Exercise: Copy out verbatim the lines of the listing from the line containing "like (637, 350)." through the last line of the listing, both included.

Records for this exercise:
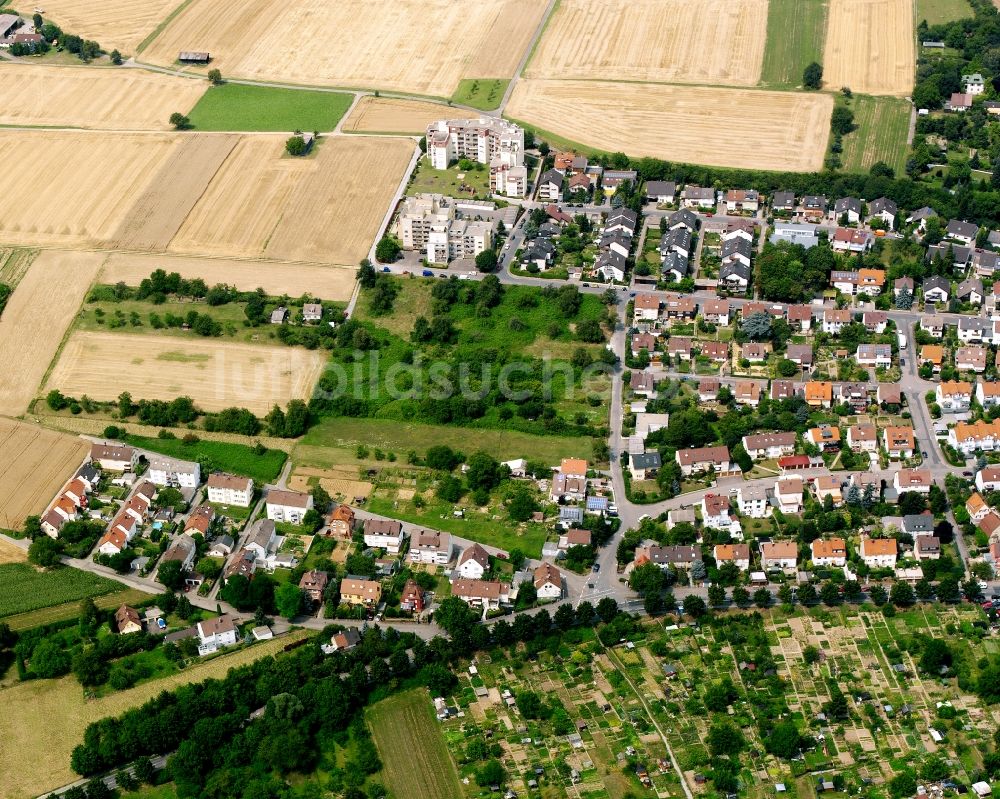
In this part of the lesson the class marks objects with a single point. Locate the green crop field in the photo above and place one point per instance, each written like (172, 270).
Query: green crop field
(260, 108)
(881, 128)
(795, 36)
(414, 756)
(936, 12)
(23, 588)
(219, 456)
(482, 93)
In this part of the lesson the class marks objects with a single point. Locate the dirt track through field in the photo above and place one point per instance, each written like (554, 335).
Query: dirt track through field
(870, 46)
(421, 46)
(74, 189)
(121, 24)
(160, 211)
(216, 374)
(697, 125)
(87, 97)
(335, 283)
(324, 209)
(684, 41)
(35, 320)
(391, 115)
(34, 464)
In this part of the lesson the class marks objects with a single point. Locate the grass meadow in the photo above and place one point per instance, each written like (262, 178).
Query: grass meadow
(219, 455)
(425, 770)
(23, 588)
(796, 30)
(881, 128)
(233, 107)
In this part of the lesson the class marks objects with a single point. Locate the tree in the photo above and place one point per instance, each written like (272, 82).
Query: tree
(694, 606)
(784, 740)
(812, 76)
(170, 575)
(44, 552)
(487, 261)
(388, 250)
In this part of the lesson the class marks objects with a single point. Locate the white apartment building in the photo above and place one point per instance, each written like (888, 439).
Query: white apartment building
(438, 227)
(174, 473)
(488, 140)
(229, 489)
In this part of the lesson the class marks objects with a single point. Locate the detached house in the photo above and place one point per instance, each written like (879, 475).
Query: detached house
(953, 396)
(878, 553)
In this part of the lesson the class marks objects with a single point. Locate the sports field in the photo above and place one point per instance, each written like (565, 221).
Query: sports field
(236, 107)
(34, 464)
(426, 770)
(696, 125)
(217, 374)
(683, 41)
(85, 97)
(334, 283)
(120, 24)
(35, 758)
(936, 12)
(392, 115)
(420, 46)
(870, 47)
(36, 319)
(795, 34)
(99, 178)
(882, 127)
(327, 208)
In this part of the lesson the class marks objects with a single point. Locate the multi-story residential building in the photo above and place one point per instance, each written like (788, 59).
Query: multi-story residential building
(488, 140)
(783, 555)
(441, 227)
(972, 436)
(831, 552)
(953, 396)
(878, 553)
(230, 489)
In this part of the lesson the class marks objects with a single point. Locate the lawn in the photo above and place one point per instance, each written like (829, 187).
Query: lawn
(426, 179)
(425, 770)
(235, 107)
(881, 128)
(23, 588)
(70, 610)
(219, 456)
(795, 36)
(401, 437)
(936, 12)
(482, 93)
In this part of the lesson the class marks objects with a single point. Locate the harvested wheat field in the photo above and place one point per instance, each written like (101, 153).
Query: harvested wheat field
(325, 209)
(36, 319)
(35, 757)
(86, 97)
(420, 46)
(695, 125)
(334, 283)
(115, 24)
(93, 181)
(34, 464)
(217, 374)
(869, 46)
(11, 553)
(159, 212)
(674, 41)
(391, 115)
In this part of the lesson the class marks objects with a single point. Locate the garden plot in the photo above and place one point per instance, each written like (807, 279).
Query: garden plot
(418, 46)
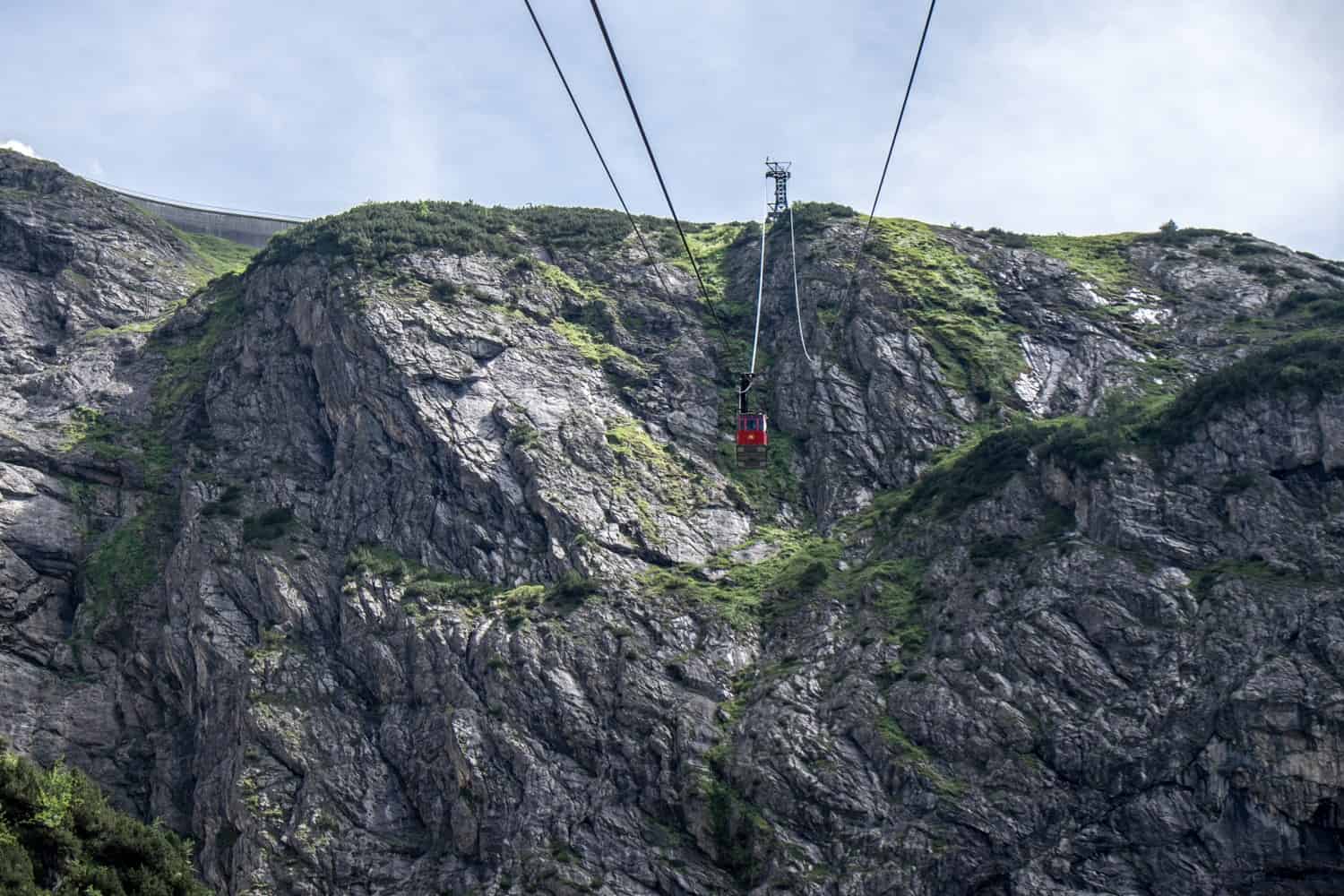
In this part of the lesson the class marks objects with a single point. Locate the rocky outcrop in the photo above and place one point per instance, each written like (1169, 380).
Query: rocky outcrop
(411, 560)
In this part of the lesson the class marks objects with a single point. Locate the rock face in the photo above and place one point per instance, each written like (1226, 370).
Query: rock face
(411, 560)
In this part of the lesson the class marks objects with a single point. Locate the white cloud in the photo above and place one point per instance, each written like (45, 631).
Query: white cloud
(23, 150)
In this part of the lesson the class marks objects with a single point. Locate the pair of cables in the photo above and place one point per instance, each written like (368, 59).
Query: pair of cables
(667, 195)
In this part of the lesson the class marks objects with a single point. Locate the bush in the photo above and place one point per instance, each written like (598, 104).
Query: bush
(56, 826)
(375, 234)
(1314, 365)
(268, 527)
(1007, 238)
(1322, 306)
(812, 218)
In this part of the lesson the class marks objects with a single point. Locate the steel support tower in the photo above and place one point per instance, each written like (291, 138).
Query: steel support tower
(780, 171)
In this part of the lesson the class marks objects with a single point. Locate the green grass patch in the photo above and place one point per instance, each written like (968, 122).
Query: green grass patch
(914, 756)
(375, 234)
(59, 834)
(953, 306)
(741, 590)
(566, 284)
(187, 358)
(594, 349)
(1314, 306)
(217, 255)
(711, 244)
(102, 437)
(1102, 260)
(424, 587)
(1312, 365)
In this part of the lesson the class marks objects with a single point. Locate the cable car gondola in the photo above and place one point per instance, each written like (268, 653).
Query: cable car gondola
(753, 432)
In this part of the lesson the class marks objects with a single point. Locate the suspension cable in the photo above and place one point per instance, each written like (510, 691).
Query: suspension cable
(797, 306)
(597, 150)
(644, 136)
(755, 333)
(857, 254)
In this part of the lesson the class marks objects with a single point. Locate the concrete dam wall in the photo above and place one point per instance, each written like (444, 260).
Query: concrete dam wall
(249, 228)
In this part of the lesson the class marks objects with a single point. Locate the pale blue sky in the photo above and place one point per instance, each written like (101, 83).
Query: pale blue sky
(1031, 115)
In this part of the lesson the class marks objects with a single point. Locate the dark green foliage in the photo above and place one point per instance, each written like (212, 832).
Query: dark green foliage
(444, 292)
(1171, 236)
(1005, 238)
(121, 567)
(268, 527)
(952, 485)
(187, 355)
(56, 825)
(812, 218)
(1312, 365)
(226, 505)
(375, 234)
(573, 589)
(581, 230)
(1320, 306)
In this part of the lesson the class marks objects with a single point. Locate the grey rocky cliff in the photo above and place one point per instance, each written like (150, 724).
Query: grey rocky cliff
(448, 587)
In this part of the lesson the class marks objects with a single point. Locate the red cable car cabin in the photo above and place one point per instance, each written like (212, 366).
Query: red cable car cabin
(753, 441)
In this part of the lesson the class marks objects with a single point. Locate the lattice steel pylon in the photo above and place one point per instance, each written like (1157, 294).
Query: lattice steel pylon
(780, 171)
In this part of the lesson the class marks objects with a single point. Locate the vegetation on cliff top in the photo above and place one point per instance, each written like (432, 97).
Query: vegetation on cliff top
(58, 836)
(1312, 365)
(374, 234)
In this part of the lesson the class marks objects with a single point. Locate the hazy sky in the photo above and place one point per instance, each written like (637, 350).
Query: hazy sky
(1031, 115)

Task response:
In this part of the lesson the class marks objects with a single point. Locate the hazy sky in the photo above and place one point per instance, each written like (637, 350).
Query: hazy sky
(1031, 115)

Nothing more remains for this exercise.